* BEGIN *
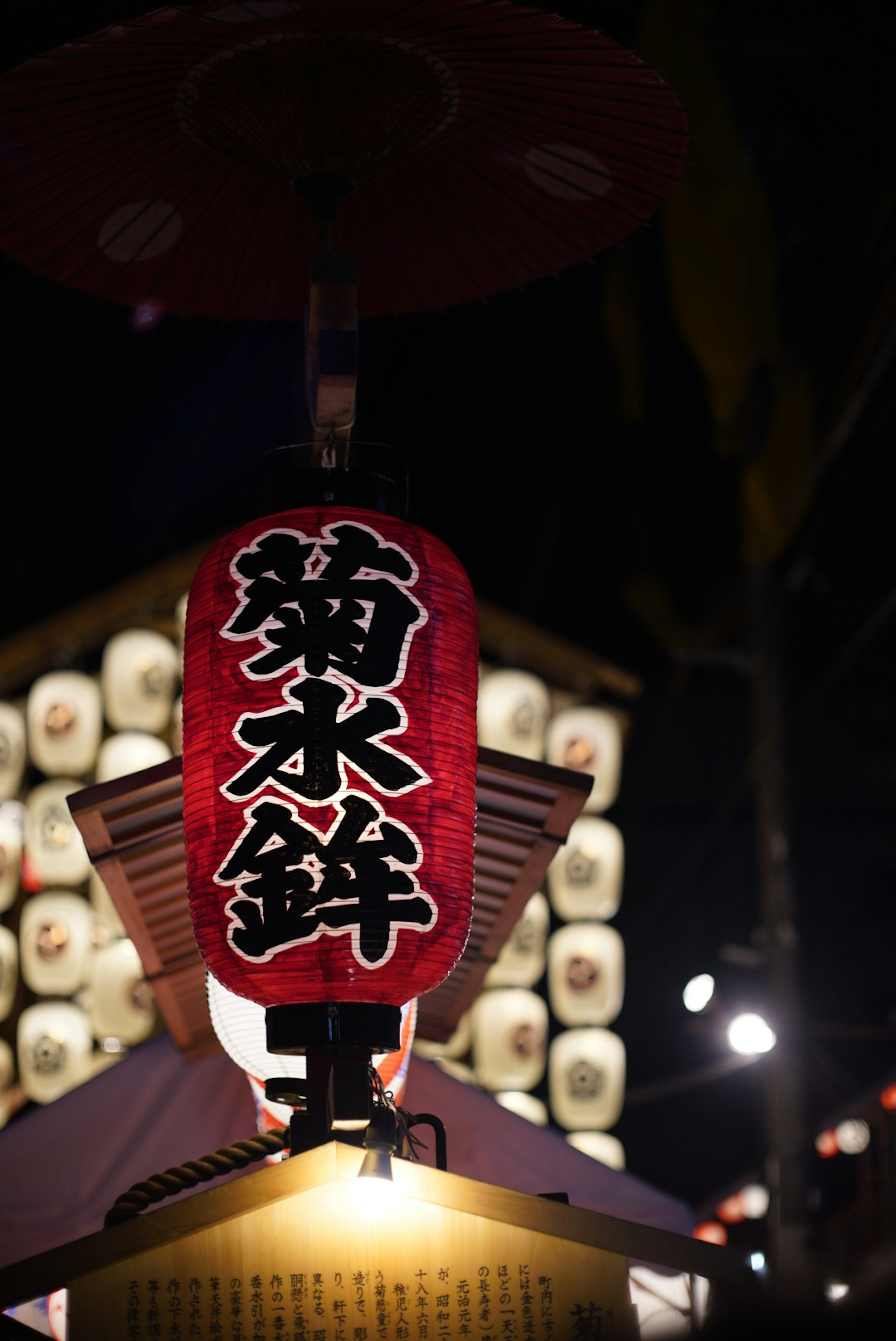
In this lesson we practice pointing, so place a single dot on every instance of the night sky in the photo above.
(122, 446)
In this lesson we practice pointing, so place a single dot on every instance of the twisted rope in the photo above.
(174, 1181)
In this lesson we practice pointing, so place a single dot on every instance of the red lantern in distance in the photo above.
(710, 1232)
(331, 678)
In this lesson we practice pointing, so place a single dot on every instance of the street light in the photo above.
(750, 1036)
(698, 994)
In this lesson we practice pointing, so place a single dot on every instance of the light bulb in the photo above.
(698, 994)
(750, 1036)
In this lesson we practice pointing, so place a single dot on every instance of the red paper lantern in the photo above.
(331, 676)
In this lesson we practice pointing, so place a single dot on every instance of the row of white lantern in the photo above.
(43, 827)
(514, 715)
(510, 1053)
(585, 966)
(62, 727)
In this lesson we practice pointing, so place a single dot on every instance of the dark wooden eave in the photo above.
(133, 829)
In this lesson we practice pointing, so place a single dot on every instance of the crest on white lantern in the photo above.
(129, 751)
(13, 750)
(56, 934)
(54, 843)
(588, 741)
(139, 676)
(65, 723)
(105, 911)
(9, 971)
(600, 1146)
(585, 878)
(521, 962)
(512, 713)
(10, 857)
(56, 1046)
(587, 974)
(587, 1079)
(122, 1002)
(510, 1039)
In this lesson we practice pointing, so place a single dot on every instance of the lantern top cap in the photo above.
(341, 474)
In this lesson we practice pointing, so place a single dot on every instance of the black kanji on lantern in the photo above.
(305, 750)
(349, 613)
(296, 884)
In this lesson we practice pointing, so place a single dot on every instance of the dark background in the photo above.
(122, 446)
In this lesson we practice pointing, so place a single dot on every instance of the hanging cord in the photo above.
(195, 1171)
(406, 1122)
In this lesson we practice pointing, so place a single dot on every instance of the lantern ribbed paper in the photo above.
(331, 758)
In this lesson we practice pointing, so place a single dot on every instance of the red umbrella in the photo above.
(473, 145)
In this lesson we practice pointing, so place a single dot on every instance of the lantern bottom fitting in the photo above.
(294, 1029)
(286, 1089)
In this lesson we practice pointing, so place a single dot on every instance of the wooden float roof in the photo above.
(133, 829)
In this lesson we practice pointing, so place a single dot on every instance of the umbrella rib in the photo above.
(576, 247)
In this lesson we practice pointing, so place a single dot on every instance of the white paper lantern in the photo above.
(587, 974)
(122, 1004)
(65, 723)
(9, 971)
(510, 1039)
(139, 676)
(587, 1079)
(585, 878)
(521, 962)
(525, 1106)
(129, 751)
(854, 1136)
(600, 1146)
(7, 1065)
(589, 741)
(458, 1045)
(513, 713)
(56, 1046)
(10, 857)
(13, 750)
(105, 911)
(56, 934)
(54, 843)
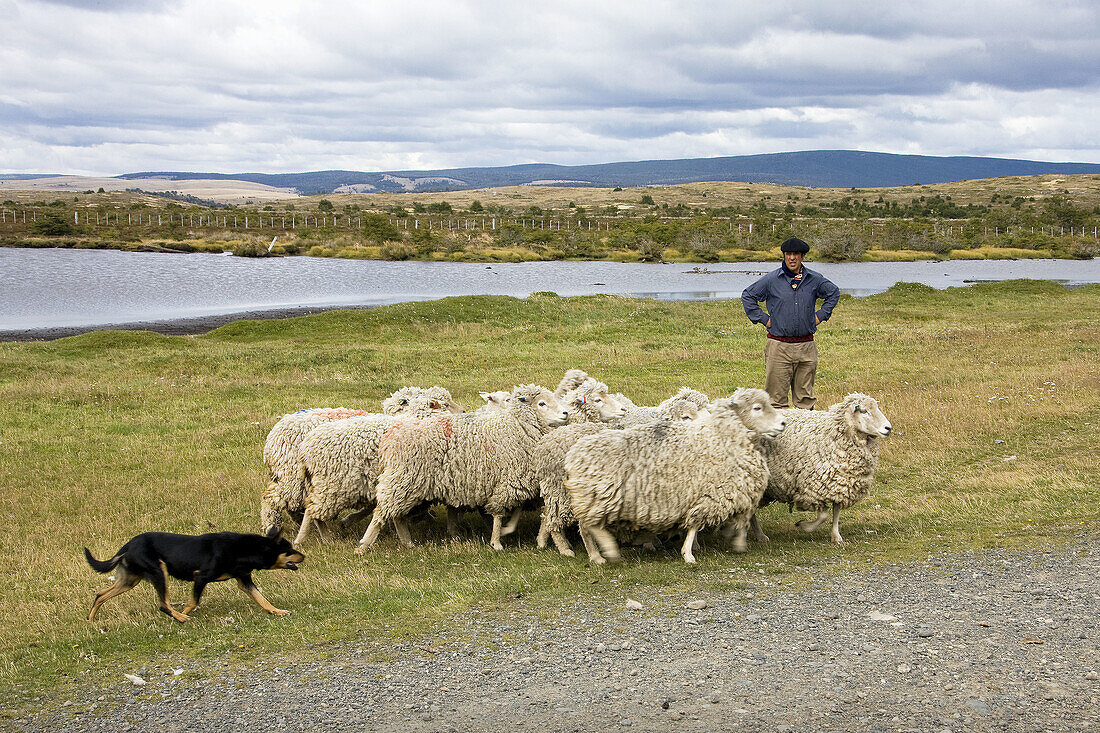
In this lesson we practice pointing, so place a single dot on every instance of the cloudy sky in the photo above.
(102, 88)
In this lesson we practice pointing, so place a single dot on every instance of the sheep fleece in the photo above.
(476, 460)
(820, 460)
(667, 476)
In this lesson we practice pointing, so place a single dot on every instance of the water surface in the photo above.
(59, 287)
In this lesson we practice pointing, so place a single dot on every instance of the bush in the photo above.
(251, 250)
(1085, 250)
(840, 247)
(396, 251)
(51, 223)
(377, 228)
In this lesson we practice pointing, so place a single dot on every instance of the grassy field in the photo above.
(993, 392)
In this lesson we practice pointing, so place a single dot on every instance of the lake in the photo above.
(59, 287)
* END *
_Exercise details_: Copy the material above, beginning at its very start and going on through the line that contains "(174, 1181)". Leave the pictures out of your answer.

_Complete response_:
In this lesson we practice pointing, so place a single dot on every instance of the night sky in the photo above.
(122, 446)
In this lesson we practice pointing, so place a single dot on every instance of the twisted rope in the photo above.
(174, 1181)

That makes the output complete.